- Exercise inputs

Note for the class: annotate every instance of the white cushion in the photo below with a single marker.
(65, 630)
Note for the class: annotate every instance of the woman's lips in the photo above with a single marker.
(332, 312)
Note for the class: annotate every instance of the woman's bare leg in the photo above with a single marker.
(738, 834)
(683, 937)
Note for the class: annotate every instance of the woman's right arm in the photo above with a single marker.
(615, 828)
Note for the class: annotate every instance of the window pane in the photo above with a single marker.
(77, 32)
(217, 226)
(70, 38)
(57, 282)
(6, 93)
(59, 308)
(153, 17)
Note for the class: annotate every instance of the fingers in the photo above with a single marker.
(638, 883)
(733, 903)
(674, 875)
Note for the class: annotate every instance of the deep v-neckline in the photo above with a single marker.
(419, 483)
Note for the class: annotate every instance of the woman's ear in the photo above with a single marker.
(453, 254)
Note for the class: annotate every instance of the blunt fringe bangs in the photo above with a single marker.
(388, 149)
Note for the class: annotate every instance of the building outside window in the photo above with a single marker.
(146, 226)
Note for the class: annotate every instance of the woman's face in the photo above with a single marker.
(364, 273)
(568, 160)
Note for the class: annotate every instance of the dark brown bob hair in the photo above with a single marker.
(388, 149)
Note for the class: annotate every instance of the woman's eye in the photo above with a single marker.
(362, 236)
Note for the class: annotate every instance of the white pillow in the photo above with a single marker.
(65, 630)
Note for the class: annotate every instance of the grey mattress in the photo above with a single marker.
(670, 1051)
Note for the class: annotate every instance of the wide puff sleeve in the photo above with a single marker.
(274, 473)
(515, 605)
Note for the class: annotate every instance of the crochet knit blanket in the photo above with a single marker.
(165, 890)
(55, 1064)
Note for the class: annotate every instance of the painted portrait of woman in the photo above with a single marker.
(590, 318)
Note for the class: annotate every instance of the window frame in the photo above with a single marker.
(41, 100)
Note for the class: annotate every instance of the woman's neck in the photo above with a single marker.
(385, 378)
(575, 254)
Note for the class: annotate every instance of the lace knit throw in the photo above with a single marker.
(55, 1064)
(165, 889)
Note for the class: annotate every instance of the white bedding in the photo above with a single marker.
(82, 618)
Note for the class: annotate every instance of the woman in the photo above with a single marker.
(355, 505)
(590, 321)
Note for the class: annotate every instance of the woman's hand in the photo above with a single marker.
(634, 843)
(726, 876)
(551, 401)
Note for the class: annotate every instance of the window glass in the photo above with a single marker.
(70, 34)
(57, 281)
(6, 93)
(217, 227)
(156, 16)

- Exercise goal
Please copy only the lines from the one with "Note for the class: annotate every instance of the window glass" through the final line of the records above, both ends included.

- Answer area
Note for the class: annotate every instance of the window glass in the photo above with a single marker.
(70, 34)
(57, 281)
(6, 93)
(217, 227)
(156, 16)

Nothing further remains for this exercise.